:: CATATAN UNTUK DIPROSES

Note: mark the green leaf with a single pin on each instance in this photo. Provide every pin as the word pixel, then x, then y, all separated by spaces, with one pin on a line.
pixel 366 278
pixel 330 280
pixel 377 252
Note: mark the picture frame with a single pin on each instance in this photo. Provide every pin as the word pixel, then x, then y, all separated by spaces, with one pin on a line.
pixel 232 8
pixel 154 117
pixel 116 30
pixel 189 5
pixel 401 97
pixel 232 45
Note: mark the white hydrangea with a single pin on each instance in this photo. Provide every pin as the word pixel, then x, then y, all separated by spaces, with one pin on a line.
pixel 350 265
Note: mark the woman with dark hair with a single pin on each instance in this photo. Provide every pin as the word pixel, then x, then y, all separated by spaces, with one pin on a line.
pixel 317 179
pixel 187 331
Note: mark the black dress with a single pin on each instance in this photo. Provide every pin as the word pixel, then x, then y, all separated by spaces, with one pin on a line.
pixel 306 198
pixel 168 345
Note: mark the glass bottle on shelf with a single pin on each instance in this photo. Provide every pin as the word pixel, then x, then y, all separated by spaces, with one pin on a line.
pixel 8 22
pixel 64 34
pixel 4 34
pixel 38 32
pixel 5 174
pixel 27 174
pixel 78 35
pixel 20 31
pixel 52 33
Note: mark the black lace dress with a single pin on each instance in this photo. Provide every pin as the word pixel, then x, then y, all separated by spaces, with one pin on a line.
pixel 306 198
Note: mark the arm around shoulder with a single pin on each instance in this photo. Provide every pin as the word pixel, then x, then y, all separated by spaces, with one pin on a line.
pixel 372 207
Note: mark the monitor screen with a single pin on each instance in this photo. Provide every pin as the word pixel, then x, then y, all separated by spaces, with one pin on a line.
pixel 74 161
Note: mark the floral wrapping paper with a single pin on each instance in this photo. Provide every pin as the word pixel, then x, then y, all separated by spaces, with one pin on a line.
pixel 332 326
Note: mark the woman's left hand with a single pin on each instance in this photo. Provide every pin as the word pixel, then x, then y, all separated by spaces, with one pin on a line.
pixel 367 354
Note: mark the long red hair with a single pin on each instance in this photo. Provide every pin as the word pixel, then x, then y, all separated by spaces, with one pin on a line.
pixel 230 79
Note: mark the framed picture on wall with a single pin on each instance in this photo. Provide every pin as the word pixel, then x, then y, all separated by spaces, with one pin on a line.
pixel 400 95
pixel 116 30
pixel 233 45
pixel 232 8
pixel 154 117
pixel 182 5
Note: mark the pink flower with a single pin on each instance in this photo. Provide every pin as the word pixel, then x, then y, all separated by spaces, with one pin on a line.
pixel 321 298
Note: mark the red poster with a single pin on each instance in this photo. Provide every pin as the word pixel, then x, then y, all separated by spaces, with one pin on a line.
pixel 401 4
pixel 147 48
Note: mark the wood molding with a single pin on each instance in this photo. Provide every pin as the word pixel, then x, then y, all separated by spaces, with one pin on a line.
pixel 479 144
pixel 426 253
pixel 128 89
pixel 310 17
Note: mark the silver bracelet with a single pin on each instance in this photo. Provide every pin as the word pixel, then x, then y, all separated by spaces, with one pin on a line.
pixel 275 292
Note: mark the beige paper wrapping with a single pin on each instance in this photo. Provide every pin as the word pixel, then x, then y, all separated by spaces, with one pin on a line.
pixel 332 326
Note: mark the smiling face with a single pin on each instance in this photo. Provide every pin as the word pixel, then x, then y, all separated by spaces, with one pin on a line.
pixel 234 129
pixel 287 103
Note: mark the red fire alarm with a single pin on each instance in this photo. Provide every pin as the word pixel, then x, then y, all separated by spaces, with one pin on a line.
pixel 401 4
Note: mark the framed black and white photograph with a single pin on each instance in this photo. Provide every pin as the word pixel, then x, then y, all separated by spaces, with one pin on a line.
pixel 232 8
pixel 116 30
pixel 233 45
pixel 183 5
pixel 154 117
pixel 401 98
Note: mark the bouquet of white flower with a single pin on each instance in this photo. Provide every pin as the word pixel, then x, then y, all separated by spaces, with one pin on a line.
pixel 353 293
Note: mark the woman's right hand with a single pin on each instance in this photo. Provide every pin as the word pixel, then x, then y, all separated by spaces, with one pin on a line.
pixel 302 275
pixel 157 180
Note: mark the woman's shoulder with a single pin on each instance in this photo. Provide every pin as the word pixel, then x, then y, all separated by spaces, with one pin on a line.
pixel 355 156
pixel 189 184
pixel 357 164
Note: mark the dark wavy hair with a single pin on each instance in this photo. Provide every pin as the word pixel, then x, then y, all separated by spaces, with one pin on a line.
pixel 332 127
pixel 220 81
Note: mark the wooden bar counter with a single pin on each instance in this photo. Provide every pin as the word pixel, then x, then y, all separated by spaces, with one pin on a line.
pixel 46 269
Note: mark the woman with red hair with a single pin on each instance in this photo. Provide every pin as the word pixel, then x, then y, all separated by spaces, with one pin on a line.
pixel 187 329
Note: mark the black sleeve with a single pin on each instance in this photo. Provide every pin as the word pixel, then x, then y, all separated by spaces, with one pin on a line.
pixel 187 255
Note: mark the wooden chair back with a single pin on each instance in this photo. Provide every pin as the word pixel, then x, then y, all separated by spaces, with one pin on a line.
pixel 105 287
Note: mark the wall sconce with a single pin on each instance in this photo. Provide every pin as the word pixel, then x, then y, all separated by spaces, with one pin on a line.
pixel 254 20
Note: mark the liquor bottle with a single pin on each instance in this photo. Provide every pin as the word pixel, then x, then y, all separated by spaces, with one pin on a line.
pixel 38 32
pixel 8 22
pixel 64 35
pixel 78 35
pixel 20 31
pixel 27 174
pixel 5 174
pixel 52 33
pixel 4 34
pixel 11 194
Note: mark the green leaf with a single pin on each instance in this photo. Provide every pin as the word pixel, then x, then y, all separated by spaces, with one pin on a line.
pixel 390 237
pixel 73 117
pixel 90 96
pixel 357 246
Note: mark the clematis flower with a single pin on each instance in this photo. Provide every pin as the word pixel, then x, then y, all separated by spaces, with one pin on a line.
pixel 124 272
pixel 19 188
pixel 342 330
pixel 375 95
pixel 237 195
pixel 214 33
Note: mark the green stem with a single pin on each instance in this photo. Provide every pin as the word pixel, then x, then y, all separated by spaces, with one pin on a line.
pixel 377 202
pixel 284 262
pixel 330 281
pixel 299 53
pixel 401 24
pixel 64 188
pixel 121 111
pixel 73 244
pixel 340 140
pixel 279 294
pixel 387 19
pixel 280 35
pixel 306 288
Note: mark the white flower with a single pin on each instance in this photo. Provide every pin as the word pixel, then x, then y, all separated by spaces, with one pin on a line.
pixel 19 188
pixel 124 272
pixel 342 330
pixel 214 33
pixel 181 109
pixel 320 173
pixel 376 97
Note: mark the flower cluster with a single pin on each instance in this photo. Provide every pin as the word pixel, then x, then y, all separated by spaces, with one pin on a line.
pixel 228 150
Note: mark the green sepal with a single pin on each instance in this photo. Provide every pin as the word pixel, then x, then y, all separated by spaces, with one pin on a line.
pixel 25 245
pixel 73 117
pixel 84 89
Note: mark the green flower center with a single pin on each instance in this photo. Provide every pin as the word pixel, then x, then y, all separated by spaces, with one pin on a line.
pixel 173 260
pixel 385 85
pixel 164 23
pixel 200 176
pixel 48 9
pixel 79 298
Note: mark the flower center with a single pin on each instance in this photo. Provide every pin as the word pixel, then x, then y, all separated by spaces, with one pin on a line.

::::

** PERSYARATAN TUGAS **
Masukkan setiap baris dari semua catatan di atas ke dalam sebuah daftar JSON berisi string, dengan satu string untuk tiap baris. Lewati baris yang kosong.

** KELUARAN YANG DIHARAPKAN **
[
  "Note: mark the green leaf with a single pin on each instance in this photo. Provide every pin as the word pixel, then x, then y, all separated by spaces, with one pin on a line.",
  "pixel 366 278",
  "pixel 330 280",
  "pixel 377 252",
  "Note: mark the picture frame with a single pin on each instance in this photo. Provide every pin as the word pixel, then x, then y, all separated by spaces, with one pin on a line.",
  "pixel 232 8",
  "pixel 154 117",
  "pixel 116 30",
  "pixel 189 5",
  "pixel 401 97",
  "pixel 232 45",
  "Note: mark the white hydrangea with a single pin on each instance in this photo. Provide every pin as the word pixel, then x, then y, all separated by spaces, with one pin on a line.",
  "pixel 350 265",
  "Note: mark the woman with dark hair with a single pin on each instance in this photo. Provide every pin as the word pixel, then x, then y, all separated by spaces, with one pin on a line.",
  "pixel 317 179",
  "pixel 187 331",
  "Note: mark the black dress with a single pin on each instance in this photo. Provide every pin as the word pixel, then x, then y, all separated by spaces, with one pin on a line.",
  "pixel 306 198",
  "pixel 168 345",
  "Note: mark the glass bottle on shelf with a single pin on each instance in this photo. Provide every pin as the word pixel, then x, then y, all separated by spaces, with one pin on a line.",
  "pixel 8 22",
  "pixel 64 34",
  "pixel 4 34",
  "pixel 38 32",
  "pixel 5 174",
  "pixel 27 174",
  "pixel 78 35",
  "pixel 20 31",
  "pixel 52 33",
  "Note: mark the black lace dress with a single pin on each instance in this photo. Provide every pin as the word pixel, then x, then y, all separated by spaces, with one pin on a line.",
  "pixel 306 198",
  "Note: mark the arm around shoulder with a single pin on each instance in this photo. Provide every pin as the word pixel, then x, then y, all separated by spaces, with one pin on a line.",
  "pixel 372 207",
  "Note: mark the monitor screen with a single pin on each instance in this photo. Provide every pin as the word pixel, then x, then y, all separated by spaces, with one pin on a line.",
  "pixel 74 161",
  "Note: mark the floral wrapping paper with a single pin on each instance in this photo. Provide every pin as the word pixel, then x, then y, all separated by spaces, with one pin on a line.",
  "pixel 332 326",
  "Note: mark the woman's left hand with a single pin on each instance in this photo. Provide every pin as the word pixel, then x, then y, all separated by spaces, with one pin on a line.",
  "pixel 367 354",
  "Note: mark the long red hair with a single pin on each instance in this photo. Provide every pin as the word pixel, then x, then y, all separated by spaces, with one pin on a line.",
  "pixel 230 79",
  "Note: mark the framed picture on wall with a single pin on each instance in this photo. Provide every pin as the word pixel, then x, then y, all separated by spaces, with one pin on a line.",
  "pixel 400 95",
  "pixel 116 30",
  "pixel 233 45",
  "pixel 232 8",
  "pixel 154 117",
  "pixel 182 5",
  "Note: mark the pink flower with a single pin on each instance in this photo. Provide every pin as the word pixel, then x, then y, all separated by spaces, with one pin on a line.",
  "pixel 321 298",
  "Note: mark the red poster with a single pin on each instance in this photo. Provide every pin as the word pixel, then x, then y, all separated by spaces, with one pin on a line.",
  "pixel 401 4",
  "pixel 147 48",
  "Note: mark the wood molding with a single pin on each instance in this photo. Provide every pin as the word pixel, then x, then y, all separated by spaces, with one pin on a line.",
  "pixel 479 144",
  "pixel 426 253",
  "pixel 128 89",
  "pixel 310 17",
  "Note: mark the silver bracelet with a single pin on each instance in this photo. Provide every pin as the word pixel, then x, then y, all separated by spaces, with one pin on a line.",
  "pixel 275 292",
  "Note: mark the beige paper wrapping with a single pin on each instance in this photo. Provide every pin as the word pixel, then x, then y, all separated by spaces, with one pin on a line.",
  "pixel 332 326",
  "Note: mark the smiling face with a single pin on each instance in this photo. Provide every pin as the word pixel, then x, then y, all separated by spaces, with one pin on a line.",
  "pixel 234 129",
  "pixel 287 103",
  "Note: mark the red fire alarm with a single pin on each instance in this photo. Provide every pin as the word pixel, then x, then y, all separated by spaces, with one pin on a line.",
  "pixel 401 4",
  "Note: mark the framed black and white photograph with a single pin on each instance in this photo. Provide every pin as the word pixel, then x, then y, all separated by spaces, with one pin on a line.",
  "pixel 232 8",
  "pixel 116 30",
  "pixel 233 45",
  "pixel 183 5",
  "pixel 154 117",
  "pixel 401 98",
  "Note: mark the bouquet of white flower with a single pin on each instance in this photo. Provide every pin as the word pixel, then x, then y, all separated by spaces, with one pin on a line.",
  "pixel 353 293",
  "Note: mark the woman's right hand with a single pin on each instance in this photo. Provide every pin as the word pixel, then x, then y, all separated by spaces, with one pin on a line.",
  "pixel 302 275",
  "pixel 157 180",
  "Note: mark the woman's shoulder with a single pin on each instance in this photo. Provide every pin as the word pixel, then x, then y, all separated by spaces, with one pin on a line.",
  "pixel 355 156",
  "pixel 189 184",
  "pixel 357 164",
  "Note: mark the dark wavy hair with a single pin on each instance in this photo. Provide every pin as the word pixel, then x, then y, all separated by spaces, with one pin on a line.",
  "pixel 332 127",
  "pixel 220 81",
  "Note: mark the wooden bar counter with a single pin on each instance in this photo. Provide every pin as the word pixel, then x, then y, all separated by spaces, with one pin on a line.",
  "pixel 46 269",
  "Note: mark the woman with red hair with a single pin on each instance in this photo. Provide every pin as the word pixel, then x, then y, all separated by spaces, with one pin on a line.",
  "pixel 187 329",
  "Note: mark the black sleeve with a single pin on each instance in this photo. Provide every pin as the word pixel, then x, then y, all separated by spaces, with one pin on a line.",
  "pixel 187 255",
  "Note: mark the wooden chair back with a single pin on each instance in this photo. Provide every pin as the word pixel, then x, then y, all separated by spaces, with one pin on a line.",
  "pixel 105 287",
  "Note: mark the wall sconce with a single pin on each instance in this photo. Provide every pin as the word pixel, then x, then y, all separated by spaces, with one pin on a line.",
  "pixel 254 20",
  "Note: mark the liquor bottle with a single pin on each instance in this photo. Provide every pin as the word pixel, then x, then y, all separated by spaces, with one pin on a line.",
  "pixel 38 32",
  "pixel 8 22",
  "pixel 64 35",
  "pixel 78 35",
  "pixel 20 31",
  "pixel 27 174",
  "pixel 5 174",
  "pixel 52 33",
  "pixel 4 34",
  "pixel 11 194",
  "Note: mark the green leaf with a single pin on each instance in this photo. Provide every pin as the word pixel, then x, then y, all separated by spaces, with one pin on a line.",
  "pixel 390 237",
  "pixel 73 117",
  "pixel 90 96",
  "pixel 357 246",
  "Note: mark the clematis flower with a single pin on each instance in this photo. Provide every pin as the word pixel, then x, then y, all separated by spaces, with one pin on a line.",
  "pixel 124 272",
  "pixel 19 188",
  "pixel 342 330",
  "pixel 375 95",
  "pixel 237 195",
  "pixel 214 33",
  "Note: mark the green stem with a single pin on each instance in this photo. Provide every pin as the word pixel, then x, then y, all separated by spaces, with one pin on a line.",
  "pixel 377 202",
  "pixel 284 262",
  "pixel 330 281",
  "pixel 299 53",
  "pixel 401 24",
  "pixel 64 188",
  "pixel 121 111",
  "pixel 73 244",
  "pixel 340 140",
  "pixel 279 294",
  "pixel 387 19",
  "pixel 280 35",
  "pixel 306 288",
  "Note: mark the white flower with a single pin on each instance in this photo. Provide every pin as the word pixel, then x, then y, all separated by spaces, with one pin on a line.",
  "pixel 19 188",
  "pixel 124 272",
  "pixel 342 330",
  "pixel 214 33",
  "pixel 181 109",
  "pixel 320 173",
  "pixel 376 97",
  "Note: mark the flower cluster with a single pin on each instance in this photo. Provide every pin as the word pixel, then x, then y, all separated by spaces, with one pin on a line.",
  "pixel 228 150",
  "Note: mark the green sepal with a single pin on each instance in this photo. Provide every pin as the word pixel, then x, then y, all separated by spaces, with one pin on a line.",
  "pixel 25 245",
  "pixel 73 117",
  "pixel 84 89",
  "Note: mark the green flower center with a single pin on each instance in this photo. Provide every pin as the word pixel, then x, then y, all separated by spaces, with one pin on a line.",
  "pixel 173 260",
  "pixel 385 85",
  "pixel 164 23",
  "pixel 200 176",
  "pixel 48 9",
  "pixel 79 298",
  "Note: mark the flower center with a single pin on each instance in this photo. Provide every pin as the word pixel, then x, then y, all separated by spaces, with one pin on a line."
]